▶ Set exercise 1:
Show every line of the records that contains the string "soccer".

▶ Document text:
**********

From: Shrikanth Hegde <sshegde@linux.ibm.com>
To: Frederic Weisbecker <frederic@kernel.org>,
LKML <linux-kernel@vger.kernel.org>,
Madhavan Srinivasan <maddy@linux.ibm.com>
Cc: "Christophe Leroy (CS GROUP)" <chleroy@kernel.org>,
"Rafael J. Wysocki" <rafael@kernel.org>,
Alexander Gordeev <agordeev@linux.ibm.com>,
Anna-Maria Behnsen <anna-maria@linutronix.de>,
Ben Segall <bsegall@google.com>,
Boqun Feng <boqun.feng@gmail.com>,
Christian Borntraeger <borntraeger@linux.ibm.com>,
Dietmar Eggemann <dietmar.eggemann@arm.com>,
Heiko Carstens <hca@linux.ibm.com>,
Ingo Molnar <mingo@redhat.com>,
Jan Kiszka <jan.kiszka@siemens.com>,
Joel Fernandes <joelagnelf@nvidia.com>,
Juri Lelli <juri.lelli@redhat.com>,
Kieran Bingham <kbingham@kernel.org>,
Mel Gorman <mgorman@suse.de>,
Michael Ellerman <mpe@ellerman.id.au>,
Neeraj Upadhyay <neeraj.upadhyay@kernel.org>,
Nicholas Piggin <npiggin@gmail.com>,
"Paul E . McKenney" <paulmck@kernel.org>,
Peter Zijlstra <peterz@infradead.org>,
Steven Rostedt <rostedt@goodmis.org>,
Sven Schnelle <svens@linux.ibm.com>,
Thomas Gleixner <tglx@linutronix.de>,
Uladzislau Rezki <urezki@gmail.com>,
Valentin Schneider <vschneid@redhat.com>,
Vasily Gorbik <gor@linux.ibm.com>,
Vincent Guittot <vincent.guittot@linaro.org>,
Viresh Kumar <viresh.kumar@linaro.org>,
Xin Zhao <jackzxcui1989@163.com>,
linux-pm@vger.kernel.org, linux-s390@vger.kernel.org,
linuxppc-dev@lists.ozlabs.org
Subject: Re: [PATCH 04/15] powerpc/time: Prepare to stop elapsing in dynticks-idle
Date: Fri, 20 Feb 2026 00:00:06 +0530 [thread overview]
Message-ID: <9413517d-963b-4e6d-b11b-b440acd7cb5a@linux.ibm.com> (raw)

**********

▶ Working data:

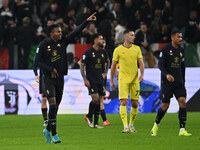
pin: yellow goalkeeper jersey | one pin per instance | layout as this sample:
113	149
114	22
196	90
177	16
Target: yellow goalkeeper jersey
128	62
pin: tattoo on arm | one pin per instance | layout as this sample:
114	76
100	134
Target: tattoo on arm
107	65
82	68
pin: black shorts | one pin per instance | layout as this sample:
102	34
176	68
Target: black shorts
169	89
41	86
53	87
97	88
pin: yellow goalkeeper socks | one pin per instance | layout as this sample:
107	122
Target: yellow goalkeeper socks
123	114
133	114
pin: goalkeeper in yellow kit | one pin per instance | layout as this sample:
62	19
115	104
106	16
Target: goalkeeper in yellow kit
128	56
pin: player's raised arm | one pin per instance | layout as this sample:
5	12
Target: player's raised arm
141	65
112	73
81	27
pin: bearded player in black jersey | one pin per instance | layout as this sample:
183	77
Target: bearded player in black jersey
172	67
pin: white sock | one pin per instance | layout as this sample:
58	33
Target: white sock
156	124
130	124
125	126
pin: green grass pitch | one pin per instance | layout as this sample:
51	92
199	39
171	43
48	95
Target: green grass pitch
25	133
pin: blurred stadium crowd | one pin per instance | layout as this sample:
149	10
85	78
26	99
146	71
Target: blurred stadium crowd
24	23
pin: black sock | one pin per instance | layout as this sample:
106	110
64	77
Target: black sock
92	107
96	114
160	115
103	114
182	114
44	113
52	119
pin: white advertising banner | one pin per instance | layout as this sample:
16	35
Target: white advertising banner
19	93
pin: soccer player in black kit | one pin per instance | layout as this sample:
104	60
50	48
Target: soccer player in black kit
94	61
172	67
51	57
39	79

**********

▶ Set exercise 2:
Proceed with the email about the powerpc dynticks-idle patch, starting right after its last line.

▶ Final result 1:
pin: soccer player in black kit | one pin per instance | layout as this sample:
Target: soccer player in black kit

▶ Final result 2:
In-Reply-To: <20260206142245.58987-5-frederic@kernel.org>
On 2/6/26 7:52 PM, Frederic Weisbecker wrote:
> Currently the tick subsystem stores the idle cputime accounting in
> private fields, allowing cohabitation with architecture idle vtime
> accounting. The former is fetched on online CPUs, the latter on offline
> CPUs.
>
> For consolidation purpose, architecture vtime accounting will continue
> to account the cputime but will make a break when the idle tick is
> stopped. The dyntick cputime accounting will then be relayed by the tick
> subsystem so that the idle cputime is still seen advancing coherently
> even when the tick isn't there to flush the idle vtime.
>
> Prepare for that and introduce three new APIs which will be used in
> subsequent patches:
>
> _ vtime_dynticks_start() is deemed to be called when idle enters in
> dyntick mode. The idle cputime that elapsed so far is accumulated.
>
> - vtime_dynticks_stop() is deemed to be called when idle exits from
> dyntick mode. The vtime entry clocks are fast-forward to current time
> so that idle accounting restarts elapsing from now.
>
> - vtime_reset() is deemed to be called from dynticks idle IRQ entry to
> fast-forward the clock to current time so that the IRQ time is still
> accounted by vtime while nohz cputime is paused.
>
> Also accumulated vtime won't be flushed from dyntick-idle ticks to avoid
> accounting twice the idle cputime, along with nohz accounting.
>
> Signed-off-by: Frederic Weisbecker <frederic@kernel.org>
Reviewed-by: Shrikanth Hegde <sshegde@linux.ibm.com>
> ---
> arch/powerpc/kernel/time.c | 41 ++++++++++++++++++++++++++++++++++++++
> include/linux/vtime.h | 6 ++++++
> 2 files changed, 47 insertions(+)
>
> diff --git a/arch/powerpc/kernel/time.c b/arch/powerpc/kernel/time.c
> index 4bbeb8644d3d..18506740f4a4 100644
> --- a/arch/powerpc/kernel/time.c
> +++ b/arch/powerpc/kernel/time.c
> @@ -376,6 +376,47 @@ void vtime_task_switch(struct task_struct *prev)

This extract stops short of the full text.